> _DATA IN THIS EXERCISE_
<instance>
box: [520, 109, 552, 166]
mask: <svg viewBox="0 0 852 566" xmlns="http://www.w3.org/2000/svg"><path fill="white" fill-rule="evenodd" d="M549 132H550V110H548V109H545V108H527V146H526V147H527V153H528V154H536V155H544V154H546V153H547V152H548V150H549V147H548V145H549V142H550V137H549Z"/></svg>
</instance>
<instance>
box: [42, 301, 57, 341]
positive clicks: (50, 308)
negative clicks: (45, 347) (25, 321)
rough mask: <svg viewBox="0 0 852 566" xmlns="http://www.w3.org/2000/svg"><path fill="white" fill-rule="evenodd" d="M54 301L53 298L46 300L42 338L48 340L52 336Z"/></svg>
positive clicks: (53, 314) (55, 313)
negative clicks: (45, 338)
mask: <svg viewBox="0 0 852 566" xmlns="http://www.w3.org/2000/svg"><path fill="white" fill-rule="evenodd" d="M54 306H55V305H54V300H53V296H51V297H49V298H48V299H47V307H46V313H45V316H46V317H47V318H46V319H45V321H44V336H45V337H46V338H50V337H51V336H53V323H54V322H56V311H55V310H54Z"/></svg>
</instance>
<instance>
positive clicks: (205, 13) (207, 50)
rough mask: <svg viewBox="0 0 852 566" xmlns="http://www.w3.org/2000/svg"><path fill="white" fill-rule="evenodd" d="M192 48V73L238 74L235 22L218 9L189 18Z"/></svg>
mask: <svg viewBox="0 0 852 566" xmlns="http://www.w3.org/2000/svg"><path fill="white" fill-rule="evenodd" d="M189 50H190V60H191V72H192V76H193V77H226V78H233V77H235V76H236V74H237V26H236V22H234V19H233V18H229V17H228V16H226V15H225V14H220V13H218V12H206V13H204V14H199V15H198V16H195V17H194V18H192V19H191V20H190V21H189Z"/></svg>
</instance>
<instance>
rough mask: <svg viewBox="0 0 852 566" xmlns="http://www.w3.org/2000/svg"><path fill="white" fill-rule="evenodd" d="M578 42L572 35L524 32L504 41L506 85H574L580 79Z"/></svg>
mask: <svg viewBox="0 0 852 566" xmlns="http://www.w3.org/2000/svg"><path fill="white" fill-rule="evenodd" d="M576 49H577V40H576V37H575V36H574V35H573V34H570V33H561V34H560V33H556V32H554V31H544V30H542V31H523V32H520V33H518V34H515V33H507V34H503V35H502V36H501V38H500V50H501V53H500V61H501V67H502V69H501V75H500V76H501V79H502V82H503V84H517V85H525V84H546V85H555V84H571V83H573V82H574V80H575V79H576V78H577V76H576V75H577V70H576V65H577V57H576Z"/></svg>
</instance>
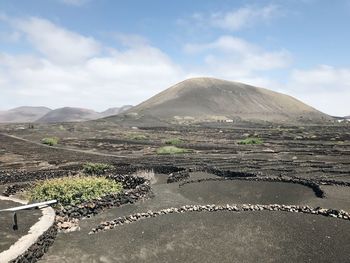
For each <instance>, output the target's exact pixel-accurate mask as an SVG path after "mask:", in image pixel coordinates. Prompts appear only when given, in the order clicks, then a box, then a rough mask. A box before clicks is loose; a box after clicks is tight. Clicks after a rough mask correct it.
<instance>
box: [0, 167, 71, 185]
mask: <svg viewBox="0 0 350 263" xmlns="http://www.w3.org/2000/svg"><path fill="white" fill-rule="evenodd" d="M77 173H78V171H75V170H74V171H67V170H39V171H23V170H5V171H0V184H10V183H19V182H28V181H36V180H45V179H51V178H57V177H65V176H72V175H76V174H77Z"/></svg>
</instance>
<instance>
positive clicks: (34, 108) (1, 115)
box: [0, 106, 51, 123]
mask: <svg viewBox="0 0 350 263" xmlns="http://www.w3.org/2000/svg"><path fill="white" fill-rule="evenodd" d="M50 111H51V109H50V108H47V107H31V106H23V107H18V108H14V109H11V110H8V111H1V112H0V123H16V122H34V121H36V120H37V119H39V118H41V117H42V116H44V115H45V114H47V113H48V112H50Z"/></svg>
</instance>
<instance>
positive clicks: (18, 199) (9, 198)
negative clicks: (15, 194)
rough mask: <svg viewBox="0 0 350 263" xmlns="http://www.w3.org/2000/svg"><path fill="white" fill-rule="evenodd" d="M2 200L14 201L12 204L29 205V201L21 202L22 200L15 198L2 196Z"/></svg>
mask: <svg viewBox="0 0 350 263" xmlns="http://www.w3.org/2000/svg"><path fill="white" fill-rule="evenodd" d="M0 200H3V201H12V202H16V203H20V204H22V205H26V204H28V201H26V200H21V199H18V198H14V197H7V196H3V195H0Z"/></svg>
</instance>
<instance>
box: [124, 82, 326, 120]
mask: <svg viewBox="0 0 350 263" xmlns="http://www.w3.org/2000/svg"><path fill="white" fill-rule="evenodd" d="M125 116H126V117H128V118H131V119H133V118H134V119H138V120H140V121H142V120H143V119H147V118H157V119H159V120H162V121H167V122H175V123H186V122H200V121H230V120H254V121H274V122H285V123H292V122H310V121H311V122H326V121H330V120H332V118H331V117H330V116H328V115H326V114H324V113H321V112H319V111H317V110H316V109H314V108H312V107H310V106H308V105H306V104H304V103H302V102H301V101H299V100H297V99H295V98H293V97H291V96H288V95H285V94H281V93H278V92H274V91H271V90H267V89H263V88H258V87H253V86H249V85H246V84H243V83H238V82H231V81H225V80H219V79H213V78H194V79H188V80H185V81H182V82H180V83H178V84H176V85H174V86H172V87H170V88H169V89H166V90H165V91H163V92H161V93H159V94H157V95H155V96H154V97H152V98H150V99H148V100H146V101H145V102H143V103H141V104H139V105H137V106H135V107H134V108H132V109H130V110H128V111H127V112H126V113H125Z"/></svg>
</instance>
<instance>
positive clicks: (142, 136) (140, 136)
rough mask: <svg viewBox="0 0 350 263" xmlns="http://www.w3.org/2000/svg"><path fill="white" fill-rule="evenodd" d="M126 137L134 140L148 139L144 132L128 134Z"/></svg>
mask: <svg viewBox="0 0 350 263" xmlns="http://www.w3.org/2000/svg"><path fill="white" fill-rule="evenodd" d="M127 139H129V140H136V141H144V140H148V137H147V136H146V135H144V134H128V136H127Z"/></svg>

--

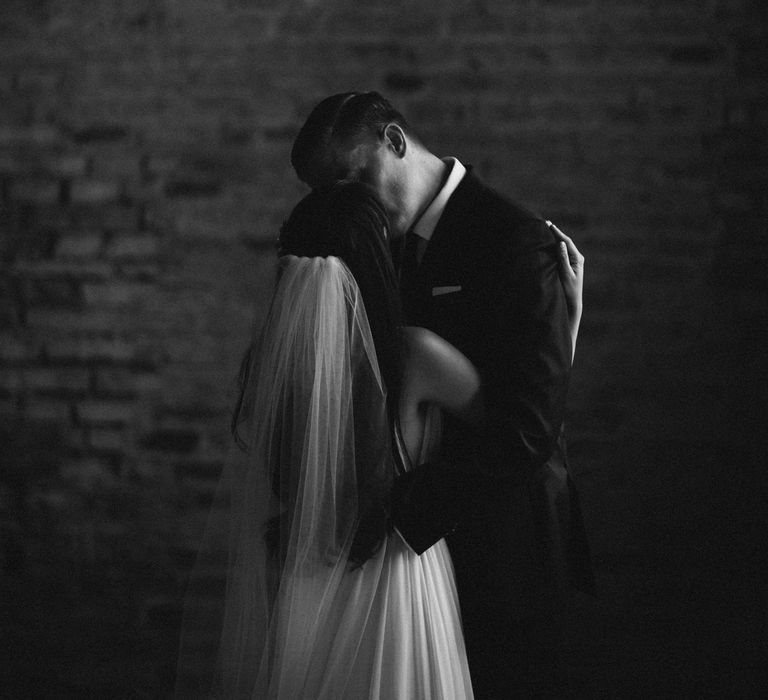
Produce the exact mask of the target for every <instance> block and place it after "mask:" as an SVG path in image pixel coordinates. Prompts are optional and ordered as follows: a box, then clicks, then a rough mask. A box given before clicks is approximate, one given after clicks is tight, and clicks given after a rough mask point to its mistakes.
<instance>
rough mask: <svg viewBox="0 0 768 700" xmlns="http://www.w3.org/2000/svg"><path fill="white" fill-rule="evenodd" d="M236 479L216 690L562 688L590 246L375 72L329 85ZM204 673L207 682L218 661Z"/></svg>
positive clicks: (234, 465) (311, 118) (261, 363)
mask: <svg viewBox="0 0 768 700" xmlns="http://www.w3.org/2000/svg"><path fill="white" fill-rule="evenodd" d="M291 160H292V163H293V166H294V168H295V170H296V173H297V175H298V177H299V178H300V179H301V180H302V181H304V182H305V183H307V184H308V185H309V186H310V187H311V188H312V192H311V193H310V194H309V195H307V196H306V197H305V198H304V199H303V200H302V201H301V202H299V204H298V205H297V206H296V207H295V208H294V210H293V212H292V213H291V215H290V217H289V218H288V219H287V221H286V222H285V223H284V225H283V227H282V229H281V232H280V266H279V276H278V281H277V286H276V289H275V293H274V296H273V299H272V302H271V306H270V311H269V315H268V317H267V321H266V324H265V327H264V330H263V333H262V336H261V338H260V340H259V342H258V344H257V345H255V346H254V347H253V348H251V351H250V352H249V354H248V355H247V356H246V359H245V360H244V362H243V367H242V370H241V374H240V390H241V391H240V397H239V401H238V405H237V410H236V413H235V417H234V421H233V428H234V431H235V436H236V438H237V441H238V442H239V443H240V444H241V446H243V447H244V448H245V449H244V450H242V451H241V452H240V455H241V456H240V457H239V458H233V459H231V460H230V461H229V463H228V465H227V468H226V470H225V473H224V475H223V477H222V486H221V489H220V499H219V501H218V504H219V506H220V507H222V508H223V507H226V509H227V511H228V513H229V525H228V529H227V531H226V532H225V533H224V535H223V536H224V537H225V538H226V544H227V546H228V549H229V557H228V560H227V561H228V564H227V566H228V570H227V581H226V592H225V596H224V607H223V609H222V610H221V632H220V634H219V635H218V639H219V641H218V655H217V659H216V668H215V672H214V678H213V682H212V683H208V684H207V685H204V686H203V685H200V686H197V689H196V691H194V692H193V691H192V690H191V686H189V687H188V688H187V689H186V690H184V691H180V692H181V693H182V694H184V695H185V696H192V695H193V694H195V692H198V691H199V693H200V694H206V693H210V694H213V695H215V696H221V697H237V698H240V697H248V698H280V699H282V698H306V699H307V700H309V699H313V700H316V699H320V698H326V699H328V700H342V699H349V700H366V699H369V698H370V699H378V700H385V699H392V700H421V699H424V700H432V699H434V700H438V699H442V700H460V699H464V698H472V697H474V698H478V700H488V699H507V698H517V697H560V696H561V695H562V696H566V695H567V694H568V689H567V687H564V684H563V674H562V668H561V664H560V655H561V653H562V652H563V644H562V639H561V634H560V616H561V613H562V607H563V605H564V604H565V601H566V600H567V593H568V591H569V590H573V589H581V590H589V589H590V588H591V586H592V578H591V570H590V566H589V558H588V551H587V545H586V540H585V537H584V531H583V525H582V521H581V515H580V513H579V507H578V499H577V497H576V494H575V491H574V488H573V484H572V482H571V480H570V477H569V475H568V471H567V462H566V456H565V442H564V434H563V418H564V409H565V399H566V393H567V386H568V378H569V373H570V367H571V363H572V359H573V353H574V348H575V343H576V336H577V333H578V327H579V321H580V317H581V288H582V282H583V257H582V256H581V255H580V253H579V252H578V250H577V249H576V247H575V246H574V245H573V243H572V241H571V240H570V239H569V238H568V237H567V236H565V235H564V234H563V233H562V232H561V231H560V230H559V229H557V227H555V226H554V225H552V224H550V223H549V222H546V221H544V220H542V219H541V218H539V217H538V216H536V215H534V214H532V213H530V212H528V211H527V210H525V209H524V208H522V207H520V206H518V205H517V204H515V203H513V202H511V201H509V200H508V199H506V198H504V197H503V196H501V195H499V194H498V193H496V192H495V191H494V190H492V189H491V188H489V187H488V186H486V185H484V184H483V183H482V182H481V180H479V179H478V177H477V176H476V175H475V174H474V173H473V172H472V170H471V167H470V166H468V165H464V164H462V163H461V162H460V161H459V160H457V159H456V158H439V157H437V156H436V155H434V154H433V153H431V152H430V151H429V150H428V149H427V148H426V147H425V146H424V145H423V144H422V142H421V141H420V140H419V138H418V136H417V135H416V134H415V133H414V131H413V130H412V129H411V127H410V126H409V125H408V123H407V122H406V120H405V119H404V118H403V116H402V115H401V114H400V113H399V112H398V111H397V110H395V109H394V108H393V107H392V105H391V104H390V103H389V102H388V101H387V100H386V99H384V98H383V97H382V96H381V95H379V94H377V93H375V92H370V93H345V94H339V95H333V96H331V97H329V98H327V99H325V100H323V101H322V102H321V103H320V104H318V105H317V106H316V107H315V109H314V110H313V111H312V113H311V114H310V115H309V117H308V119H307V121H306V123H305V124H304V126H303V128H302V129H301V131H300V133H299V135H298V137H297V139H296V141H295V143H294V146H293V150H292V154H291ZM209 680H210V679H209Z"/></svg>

--

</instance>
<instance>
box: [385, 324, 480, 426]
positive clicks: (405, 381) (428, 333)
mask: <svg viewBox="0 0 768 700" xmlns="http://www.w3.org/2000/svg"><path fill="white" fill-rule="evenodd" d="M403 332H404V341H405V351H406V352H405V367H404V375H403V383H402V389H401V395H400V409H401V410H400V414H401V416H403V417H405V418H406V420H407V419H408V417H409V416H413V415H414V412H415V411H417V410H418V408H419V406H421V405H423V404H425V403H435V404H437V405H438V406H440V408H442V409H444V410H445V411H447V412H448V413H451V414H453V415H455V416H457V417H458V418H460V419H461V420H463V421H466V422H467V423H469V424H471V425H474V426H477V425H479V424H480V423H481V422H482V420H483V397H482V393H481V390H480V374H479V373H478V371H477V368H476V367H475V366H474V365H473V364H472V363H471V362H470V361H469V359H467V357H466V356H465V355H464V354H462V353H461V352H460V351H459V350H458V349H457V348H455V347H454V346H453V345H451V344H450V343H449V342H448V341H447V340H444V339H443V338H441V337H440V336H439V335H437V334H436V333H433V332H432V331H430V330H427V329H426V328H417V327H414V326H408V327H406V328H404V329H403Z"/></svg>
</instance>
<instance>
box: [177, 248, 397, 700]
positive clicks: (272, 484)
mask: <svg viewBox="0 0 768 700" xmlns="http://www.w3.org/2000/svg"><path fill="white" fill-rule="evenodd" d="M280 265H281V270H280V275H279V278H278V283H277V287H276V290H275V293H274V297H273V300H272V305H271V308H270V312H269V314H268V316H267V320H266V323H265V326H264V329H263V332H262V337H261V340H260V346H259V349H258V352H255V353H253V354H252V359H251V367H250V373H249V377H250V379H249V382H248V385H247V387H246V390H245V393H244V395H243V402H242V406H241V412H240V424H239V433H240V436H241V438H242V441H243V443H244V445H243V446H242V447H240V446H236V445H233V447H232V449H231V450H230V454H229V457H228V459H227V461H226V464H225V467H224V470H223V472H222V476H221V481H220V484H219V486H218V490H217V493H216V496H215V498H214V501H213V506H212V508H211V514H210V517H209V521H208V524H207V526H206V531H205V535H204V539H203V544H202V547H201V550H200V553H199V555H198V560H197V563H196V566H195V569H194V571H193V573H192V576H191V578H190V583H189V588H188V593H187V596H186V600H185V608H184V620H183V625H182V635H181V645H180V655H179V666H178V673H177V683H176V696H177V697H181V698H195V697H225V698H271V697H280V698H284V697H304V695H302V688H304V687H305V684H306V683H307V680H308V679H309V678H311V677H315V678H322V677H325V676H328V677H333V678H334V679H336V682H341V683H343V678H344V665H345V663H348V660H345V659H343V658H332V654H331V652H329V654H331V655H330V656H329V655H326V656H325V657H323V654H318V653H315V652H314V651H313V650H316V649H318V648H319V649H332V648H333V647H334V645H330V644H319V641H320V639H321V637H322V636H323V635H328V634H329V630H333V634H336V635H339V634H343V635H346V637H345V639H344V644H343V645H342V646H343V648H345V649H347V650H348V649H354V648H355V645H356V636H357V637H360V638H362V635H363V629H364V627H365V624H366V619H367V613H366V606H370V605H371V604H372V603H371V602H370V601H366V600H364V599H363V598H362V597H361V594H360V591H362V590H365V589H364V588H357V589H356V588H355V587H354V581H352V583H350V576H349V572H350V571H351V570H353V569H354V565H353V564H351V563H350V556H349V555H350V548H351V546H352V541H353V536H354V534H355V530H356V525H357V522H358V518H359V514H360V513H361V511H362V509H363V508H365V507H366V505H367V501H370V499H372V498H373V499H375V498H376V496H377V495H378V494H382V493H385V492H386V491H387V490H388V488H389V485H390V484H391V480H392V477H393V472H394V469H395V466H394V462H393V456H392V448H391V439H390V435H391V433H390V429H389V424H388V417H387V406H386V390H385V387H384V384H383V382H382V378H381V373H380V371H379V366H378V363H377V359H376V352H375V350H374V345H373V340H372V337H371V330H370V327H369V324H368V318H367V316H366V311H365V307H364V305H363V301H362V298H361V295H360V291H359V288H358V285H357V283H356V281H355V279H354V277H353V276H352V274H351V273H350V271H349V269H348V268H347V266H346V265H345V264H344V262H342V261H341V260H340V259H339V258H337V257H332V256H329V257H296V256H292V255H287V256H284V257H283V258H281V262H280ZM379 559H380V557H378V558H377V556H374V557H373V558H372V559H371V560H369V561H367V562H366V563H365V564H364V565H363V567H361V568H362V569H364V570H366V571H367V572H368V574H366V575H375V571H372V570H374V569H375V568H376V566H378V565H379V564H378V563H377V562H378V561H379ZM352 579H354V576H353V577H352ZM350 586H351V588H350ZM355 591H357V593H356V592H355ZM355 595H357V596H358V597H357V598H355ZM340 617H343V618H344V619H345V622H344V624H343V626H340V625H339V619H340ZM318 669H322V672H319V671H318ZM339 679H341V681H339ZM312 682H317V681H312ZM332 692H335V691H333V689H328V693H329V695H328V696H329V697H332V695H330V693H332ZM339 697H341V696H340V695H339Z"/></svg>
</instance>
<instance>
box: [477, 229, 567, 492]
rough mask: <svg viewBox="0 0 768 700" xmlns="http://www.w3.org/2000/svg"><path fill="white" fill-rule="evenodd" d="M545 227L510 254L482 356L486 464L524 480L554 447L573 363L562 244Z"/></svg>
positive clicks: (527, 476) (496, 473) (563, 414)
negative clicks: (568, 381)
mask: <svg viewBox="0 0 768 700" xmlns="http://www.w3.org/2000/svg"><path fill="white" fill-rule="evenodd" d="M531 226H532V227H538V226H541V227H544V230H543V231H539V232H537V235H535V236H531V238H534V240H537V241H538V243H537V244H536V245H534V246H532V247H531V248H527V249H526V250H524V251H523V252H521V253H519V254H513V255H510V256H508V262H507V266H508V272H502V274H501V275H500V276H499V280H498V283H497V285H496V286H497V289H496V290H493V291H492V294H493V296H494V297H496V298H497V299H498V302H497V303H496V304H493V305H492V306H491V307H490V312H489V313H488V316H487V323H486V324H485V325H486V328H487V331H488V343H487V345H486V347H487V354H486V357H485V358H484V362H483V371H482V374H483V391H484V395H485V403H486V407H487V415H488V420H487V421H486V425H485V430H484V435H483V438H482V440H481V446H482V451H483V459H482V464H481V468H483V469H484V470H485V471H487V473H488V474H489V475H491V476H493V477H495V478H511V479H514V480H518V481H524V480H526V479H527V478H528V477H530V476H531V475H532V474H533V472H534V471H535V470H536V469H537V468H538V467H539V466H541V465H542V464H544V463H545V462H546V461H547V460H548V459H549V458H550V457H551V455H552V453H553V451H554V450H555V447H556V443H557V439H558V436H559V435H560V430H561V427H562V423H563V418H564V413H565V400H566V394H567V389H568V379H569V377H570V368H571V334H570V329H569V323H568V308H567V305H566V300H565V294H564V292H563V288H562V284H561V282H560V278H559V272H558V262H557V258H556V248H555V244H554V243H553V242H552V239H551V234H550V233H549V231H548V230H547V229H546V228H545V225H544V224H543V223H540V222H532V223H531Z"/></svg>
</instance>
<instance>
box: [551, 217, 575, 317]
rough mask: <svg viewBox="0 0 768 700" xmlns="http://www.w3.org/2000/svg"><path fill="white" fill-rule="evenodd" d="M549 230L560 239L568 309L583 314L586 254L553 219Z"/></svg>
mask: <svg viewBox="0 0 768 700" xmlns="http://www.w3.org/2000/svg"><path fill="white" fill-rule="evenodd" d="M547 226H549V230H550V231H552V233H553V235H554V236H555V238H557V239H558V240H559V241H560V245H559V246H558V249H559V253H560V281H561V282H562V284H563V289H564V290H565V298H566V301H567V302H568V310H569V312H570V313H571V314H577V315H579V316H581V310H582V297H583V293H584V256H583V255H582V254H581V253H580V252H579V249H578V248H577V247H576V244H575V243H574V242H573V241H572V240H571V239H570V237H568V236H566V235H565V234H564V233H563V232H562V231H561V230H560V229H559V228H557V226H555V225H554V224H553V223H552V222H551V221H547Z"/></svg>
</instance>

> _WHAT TO PRODUCE_
All lines that contain the word "target" should be copied from the listing.

> _RESULT_
For each <instance>, output the target's exact pixel-accurate mask as an SVG path after "mask:", in image pixel coordinates. Prompts appear only when given, in the order clicks, then a box, then a rough mask. A box before clicks is loose; a box after clicks is tight. Clicks after a rough mask correct it.
Produce the exact mask of the target for every <instance> block and place it after "mask:" as an SVG path in image pixel coordinates. Prompts are optional and ordered as follows: a box, then clicks, then a rough mask. A box given before clicks is approximate, one given after clicks is tight, and clicks given after a rough mask point to its mistakes.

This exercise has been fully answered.